What the task requires
Please pick out each line of the data below that contains the word "rope". Case counts.

Provided records

※ ※ ※

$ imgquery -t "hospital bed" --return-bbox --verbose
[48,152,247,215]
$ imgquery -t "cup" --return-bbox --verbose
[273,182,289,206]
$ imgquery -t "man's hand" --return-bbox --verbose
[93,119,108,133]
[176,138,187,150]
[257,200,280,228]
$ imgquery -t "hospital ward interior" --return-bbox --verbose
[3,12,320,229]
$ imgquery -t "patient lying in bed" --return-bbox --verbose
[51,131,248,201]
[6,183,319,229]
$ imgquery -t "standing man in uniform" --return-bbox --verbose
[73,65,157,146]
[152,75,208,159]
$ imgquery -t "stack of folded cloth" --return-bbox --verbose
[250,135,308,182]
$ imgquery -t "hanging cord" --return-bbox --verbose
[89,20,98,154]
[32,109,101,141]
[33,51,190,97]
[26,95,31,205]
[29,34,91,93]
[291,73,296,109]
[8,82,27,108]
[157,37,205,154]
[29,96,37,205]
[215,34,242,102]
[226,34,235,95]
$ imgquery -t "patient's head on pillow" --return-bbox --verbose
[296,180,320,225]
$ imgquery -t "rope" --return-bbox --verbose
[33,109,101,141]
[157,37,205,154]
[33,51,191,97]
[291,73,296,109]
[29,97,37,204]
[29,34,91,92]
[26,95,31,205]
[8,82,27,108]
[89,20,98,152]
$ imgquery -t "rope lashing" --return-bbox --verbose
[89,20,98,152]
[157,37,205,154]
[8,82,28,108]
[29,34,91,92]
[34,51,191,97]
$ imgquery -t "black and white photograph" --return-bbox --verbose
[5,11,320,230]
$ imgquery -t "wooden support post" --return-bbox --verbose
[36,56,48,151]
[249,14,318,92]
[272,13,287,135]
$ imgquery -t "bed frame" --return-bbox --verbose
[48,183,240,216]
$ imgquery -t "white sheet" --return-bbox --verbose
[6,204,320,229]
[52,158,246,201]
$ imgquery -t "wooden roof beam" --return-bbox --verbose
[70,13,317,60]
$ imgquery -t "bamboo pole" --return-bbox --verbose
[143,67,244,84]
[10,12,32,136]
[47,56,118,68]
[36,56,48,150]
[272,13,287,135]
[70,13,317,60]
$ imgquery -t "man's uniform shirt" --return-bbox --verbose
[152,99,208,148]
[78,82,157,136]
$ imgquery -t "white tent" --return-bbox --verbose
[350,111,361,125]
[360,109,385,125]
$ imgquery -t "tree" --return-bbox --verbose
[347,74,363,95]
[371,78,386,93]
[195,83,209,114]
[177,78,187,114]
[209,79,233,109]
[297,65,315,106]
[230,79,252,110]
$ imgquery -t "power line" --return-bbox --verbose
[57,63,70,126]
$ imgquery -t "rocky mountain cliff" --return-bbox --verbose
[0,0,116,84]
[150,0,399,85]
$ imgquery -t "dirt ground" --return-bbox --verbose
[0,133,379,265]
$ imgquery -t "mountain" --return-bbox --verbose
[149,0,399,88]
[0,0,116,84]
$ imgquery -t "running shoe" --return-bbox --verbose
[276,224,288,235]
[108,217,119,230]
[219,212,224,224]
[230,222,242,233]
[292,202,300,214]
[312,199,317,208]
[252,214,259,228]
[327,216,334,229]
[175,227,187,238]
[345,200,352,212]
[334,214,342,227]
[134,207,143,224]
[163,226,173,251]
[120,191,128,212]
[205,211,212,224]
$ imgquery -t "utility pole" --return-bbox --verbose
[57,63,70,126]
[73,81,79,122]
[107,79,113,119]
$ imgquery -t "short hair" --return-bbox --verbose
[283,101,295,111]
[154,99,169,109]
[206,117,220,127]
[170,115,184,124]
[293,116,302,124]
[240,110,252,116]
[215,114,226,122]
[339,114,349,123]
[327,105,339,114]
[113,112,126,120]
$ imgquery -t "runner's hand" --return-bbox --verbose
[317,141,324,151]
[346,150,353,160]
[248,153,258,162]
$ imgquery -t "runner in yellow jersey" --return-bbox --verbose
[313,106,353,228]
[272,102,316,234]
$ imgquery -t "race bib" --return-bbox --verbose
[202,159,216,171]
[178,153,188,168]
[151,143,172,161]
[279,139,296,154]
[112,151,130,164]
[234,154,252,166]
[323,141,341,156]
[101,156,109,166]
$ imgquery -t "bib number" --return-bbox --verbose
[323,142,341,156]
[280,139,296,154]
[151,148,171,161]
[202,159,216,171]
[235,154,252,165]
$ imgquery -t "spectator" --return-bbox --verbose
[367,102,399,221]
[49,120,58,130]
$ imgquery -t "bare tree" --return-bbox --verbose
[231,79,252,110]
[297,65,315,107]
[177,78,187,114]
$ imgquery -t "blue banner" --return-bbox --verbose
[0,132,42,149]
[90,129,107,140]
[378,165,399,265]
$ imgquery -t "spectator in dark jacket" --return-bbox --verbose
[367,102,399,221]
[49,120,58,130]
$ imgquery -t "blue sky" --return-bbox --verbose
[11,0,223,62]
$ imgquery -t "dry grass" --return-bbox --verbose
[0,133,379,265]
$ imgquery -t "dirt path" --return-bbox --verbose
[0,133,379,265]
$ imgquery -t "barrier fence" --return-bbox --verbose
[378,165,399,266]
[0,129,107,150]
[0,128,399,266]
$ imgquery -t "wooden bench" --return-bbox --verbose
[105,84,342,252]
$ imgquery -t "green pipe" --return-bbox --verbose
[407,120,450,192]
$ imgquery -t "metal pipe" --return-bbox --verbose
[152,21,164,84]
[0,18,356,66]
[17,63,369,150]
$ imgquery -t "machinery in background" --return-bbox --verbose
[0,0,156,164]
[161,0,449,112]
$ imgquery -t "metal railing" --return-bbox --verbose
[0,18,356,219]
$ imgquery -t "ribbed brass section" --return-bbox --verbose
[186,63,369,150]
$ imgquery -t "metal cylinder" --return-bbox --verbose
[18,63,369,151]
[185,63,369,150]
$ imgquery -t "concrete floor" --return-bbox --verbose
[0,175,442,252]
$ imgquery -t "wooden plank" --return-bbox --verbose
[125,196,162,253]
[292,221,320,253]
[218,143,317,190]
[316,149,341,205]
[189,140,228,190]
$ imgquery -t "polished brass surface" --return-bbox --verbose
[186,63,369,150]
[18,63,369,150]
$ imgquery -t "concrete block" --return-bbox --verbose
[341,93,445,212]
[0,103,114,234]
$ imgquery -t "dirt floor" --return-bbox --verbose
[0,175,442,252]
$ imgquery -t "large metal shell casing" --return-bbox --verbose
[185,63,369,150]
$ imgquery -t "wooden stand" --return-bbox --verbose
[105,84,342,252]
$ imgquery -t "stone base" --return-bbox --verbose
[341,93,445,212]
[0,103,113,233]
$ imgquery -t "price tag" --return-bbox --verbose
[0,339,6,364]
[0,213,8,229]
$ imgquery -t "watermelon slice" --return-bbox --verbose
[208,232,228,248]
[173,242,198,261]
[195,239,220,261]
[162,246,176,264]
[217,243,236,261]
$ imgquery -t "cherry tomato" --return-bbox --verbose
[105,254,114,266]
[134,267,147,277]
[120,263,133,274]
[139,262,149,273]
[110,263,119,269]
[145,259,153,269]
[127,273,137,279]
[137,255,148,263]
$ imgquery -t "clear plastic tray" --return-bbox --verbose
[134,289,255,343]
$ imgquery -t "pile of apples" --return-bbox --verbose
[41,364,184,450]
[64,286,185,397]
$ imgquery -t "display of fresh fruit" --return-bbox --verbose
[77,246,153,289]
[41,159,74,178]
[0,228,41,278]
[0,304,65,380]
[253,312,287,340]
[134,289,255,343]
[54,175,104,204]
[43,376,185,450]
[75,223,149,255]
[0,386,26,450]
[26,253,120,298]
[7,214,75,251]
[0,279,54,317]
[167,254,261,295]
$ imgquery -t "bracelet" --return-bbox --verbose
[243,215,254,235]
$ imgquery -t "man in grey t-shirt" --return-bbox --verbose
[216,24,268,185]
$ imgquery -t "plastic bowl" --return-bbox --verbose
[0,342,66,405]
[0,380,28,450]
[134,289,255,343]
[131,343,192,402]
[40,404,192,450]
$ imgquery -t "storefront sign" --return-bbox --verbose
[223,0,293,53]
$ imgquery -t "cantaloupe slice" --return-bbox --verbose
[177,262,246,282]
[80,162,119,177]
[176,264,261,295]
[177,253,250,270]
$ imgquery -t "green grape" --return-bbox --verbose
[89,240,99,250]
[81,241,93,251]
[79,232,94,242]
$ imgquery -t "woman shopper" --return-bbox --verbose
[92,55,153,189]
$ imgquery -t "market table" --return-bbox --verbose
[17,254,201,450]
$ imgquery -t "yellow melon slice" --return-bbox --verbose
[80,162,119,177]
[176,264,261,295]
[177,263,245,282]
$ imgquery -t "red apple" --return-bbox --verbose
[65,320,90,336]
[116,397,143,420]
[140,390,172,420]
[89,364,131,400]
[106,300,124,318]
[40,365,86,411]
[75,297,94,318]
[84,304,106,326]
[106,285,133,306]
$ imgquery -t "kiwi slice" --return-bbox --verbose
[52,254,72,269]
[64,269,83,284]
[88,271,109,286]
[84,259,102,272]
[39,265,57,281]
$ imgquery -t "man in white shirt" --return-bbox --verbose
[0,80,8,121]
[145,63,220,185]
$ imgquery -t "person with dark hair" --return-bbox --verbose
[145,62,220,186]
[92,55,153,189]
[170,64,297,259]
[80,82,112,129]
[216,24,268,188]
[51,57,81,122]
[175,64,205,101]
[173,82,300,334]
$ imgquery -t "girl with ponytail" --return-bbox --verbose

※ ※ ※

Solved exercise
$ imgquery -t "rope" --return-bbox --verbose
$ imgquery -t "rope lashing" --return-bbox --verbose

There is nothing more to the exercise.